◆ EXERCISE DIRECTIONS: Continue the Wellness Week text below, writing the next few paragraphs that follow its list of WHO figures on non-communicable diseases.
GIVEN PASSAGE START
Wellness Week – UN High Level Meeting on Non-Communicable Diseases

Wellness Week Logo

The Pan American Health Organization, Regional Office for the Americas of the World Health Organization (PAHO/WHO) and the World Economic Forum are collaborating on Wellness Week, which seeks to develop a social movement on healthy settings for healthy living and increase awareness among individuals, policy makers, communities and employers.

The objective of Wellness Week is to emphasize the importance of the built and natural environment and socioeconomic conditions in modifying the risk factors for non-communicable diseases and in promoting prevention.

Non-communicable diseases (NCDs) are responsible for more than half all deaths in the world. WHO states that:

  • 36 million of the 67 million global deaths in 2008 were due to NCDs
  • 29% of NCD deaths in low- and middle-income countries in 2008 occurred before the age of 60
  • 80% of premature heart disease, stroke and diabetes can be prevented
  • In addition to increasing early death rates, NCDs also increase health care costs, affect development, lower the quality of life and decrease well-being.
GIVEN PASSAGE END
DATA UNDER STUDY START
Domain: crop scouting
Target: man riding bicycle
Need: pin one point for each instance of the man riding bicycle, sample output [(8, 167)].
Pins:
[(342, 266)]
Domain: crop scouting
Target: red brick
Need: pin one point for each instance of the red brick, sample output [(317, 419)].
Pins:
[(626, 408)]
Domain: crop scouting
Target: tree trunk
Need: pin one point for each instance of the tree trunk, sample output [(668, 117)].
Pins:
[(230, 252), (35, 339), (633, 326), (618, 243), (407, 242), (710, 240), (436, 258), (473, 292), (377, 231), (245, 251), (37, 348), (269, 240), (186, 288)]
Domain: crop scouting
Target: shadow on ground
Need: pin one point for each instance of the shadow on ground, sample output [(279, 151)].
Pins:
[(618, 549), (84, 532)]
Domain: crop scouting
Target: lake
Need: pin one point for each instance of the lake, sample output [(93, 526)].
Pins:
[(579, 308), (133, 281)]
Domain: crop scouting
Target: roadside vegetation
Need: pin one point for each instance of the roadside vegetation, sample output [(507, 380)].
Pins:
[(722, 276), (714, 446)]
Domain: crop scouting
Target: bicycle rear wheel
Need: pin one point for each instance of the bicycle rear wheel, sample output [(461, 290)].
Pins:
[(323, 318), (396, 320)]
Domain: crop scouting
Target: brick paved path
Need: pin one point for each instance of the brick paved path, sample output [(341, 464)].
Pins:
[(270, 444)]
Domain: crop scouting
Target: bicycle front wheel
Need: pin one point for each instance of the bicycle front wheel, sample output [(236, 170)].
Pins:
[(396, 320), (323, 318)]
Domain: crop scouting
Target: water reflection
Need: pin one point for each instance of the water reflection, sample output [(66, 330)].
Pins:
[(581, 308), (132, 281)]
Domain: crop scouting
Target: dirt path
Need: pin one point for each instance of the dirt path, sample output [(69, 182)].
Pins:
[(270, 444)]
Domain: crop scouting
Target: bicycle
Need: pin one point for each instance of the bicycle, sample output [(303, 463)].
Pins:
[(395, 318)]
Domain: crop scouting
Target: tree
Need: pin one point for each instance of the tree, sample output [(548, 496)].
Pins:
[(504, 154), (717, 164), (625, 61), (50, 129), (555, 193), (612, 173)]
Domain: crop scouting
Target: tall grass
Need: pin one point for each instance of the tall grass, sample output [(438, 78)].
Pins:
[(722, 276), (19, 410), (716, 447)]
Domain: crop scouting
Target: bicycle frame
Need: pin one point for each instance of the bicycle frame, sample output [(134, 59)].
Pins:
DATA UNDER STUDY END
◆ RESULT OF THE EXERCISE:
Non-communicable diseases include mainly:

  • Cardiovascular disease
  • Cancers
  • Diabetes
  • Chronic respiratory diseases

While not the only NCDs, these four account for the majority of NCD-related avoidable deaths and share the common risk factors of physical inactivity, inadequate diet, tobacco use, and the harmful use of alcohol.

PAHO/WHO Wellness Week Logo

Recognizing the human suffering, growing burden and socio-economic impact of Non-Communicable Diseases (NCDs) in all countries, the UN will hold a High-Level Meeting on NCDs (UNHLM) on Sept. 19-20, 2011.

The United Nations High-Level Meeting represents a major policy window opening for health, which has only occurred once before with AIDS in 2001.

The UNHLM will address the social and economic impact of NCDs and risk factors, as well as the development challenges posed by NCDs particularly for developing countries. Addressing the NCD requires a whole society approach, including the public and private sectors, academia, civil society, professional associations, and the population at large.